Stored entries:

━━━━

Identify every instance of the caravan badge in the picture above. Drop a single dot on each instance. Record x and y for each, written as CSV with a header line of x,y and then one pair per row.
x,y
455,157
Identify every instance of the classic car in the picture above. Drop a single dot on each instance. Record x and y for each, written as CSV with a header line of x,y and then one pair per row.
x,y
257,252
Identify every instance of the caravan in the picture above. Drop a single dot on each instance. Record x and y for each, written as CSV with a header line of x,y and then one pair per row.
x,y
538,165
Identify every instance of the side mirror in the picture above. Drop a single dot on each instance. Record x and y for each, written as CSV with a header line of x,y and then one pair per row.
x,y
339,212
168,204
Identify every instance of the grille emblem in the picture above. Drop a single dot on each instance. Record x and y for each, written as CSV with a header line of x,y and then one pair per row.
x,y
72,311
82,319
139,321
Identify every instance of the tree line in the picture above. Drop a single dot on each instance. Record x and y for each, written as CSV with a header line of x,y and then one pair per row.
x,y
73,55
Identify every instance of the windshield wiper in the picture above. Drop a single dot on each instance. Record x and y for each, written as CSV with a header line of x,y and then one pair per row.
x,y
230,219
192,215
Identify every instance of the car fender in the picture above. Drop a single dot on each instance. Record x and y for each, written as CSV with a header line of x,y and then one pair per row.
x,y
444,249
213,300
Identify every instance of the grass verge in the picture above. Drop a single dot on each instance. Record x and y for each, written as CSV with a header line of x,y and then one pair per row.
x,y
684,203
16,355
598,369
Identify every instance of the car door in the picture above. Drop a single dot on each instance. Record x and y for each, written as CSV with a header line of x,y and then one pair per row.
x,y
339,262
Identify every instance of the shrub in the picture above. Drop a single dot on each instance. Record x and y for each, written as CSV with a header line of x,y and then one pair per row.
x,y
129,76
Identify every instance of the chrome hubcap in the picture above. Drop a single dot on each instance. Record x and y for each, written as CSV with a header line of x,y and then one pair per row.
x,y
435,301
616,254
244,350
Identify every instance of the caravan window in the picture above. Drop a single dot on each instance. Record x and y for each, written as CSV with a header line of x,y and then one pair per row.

━━━━

The task: The answer must be exactly the lines from the one containing "Identify every instance of the chrome" through the final line of the data, both ends included, and nothing else.

Answer section:
Identify every instance of the chrome hubcap in the picture above. Drop a single dot on each instance. Record x and y for each, written as CSV with a header line of x,y and then one pair per row.
x,y
435,301
616,254
244,350
Identify every instance of the caravan window in the picture above. Drop a single dot on each instance. Record x and y for each, written as CSV with a header line of x,y and then one pair per row.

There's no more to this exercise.